Study text:
+ + + + +

6. Implement appropriate deloading periods. Bone, like muscles and your connective tissues, needs a break to recover here and there. Regardless of how perfect your technique is, you lumbar spine will get chewed up if you swing a baseball bat for five hours per day, seven days a week. Physiological adaptation is all about matching tissue tolerance to tissue loading – and providing adequate recovery time for adaptation to occur.
Now, to get to the question at-hand, return-to-play after a period of bracing is a different story. Believe it or not, we’ve trained guys through their entire 12-16 week bracing protocols. When they’re in the brace, aside from axial loading, there isn’t much that can “get them” – meaning that they’re completely protected from rotation and extension problems.
In fact, the brace does so much of the work for them that you need to make sure they’re seeing a physical therapist at least 1-2 times a week during that protocol to get them out of it to entire that they don’t detrain the deep core stabilizers. The brace also restricts full hip extension and flexion – and thoracic spine ROM, to a degree – so mobility work is very important. If I had to briefly summarize our training programs during bracing protocols, it would be “upper body, single-leg movements, pull-throughs, rotary stability training, mobility work, low-level linear plyos and medicine ball throws.”

+ + + + +

Source data:
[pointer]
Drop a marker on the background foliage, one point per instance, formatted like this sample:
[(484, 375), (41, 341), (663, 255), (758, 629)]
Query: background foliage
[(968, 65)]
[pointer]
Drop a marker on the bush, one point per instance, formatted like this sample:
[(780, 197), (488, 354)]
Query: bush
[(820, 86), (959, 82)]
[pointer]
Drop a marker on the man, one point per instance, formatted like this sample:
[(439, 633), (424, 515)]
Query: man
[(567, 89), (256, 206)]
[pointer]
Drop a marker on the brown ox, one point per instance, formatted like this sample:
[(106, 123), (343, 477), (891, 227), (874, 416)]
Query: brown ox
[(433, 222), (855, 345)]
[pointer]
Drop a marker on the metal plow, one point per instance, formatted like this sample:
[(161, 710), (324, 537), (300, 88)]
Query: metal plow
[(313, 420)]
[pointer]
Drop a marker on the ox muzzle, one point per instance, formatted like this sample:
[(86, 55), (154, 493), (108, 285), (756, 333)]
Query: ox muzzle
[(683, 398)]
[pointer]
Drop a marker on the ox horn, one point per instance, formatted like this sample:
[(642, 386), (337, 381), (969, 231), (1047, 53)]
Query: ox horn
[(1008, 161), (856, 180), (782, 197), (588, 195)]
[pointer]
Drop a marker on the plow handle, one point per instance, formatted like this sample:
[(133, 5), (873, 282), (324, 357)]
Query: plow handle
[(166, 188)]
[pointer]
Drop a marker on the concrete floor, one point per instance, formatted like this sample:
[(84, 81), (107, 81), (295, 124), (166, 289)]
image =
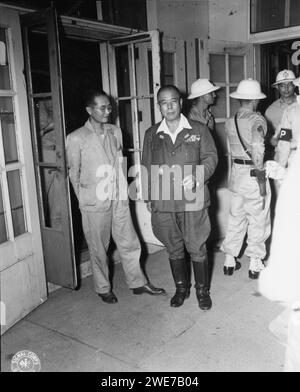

+ + + + +

Work to complete: Carry on the article on training athletes during spinal bracing from the point where it stops. The records are separate material and are not part of the article on training athletes during spinal bracing.

Task output:
And, you know what? That would summarize my recommendations for the short-term when they get out of the brace – because it’s what all athletes need! However, post-spondy athletes are different in several regards:
1. They cannot handle compressive loading the same way, so it must be gradually reintroduced. I have not allowed post-spondy guys to come back to squatting until at least nine months post-bracing – and I only do so if they have no residual symptoms. In terms of axial loading, we always test the waters with a barbell reverse lunge with a front squat grip. If that goes well, we’ll try some front squatting. Most do well with trap bar deadlifts – although I do not bring them back to any Olympic lifts or straight-bar deadlifting in the first-year post-bracing.
2. Sprint mechanics are definitely altered after bracing. I suspect that it has mostly to do with the fact that kids lose hip flexion and extension range of motion and are therefore forced to develop extra hip rotation strategies (usually external rotation) to get range of motion. Others will simply lose hip flexion during the sprinting motion. Typically, cueing knee-drive with these folks and doing some psoas activation work will help to clear things up quickly.
3. We continue with training purely to resist rotation and only start to integrate rotational exercises – including medicine ball throws and cable woodchops – after three months. In most cases, though, the athlete will have returned to play by this point, so if he is involved in a rotational sport, he’ll be encountering plenty of rotation already.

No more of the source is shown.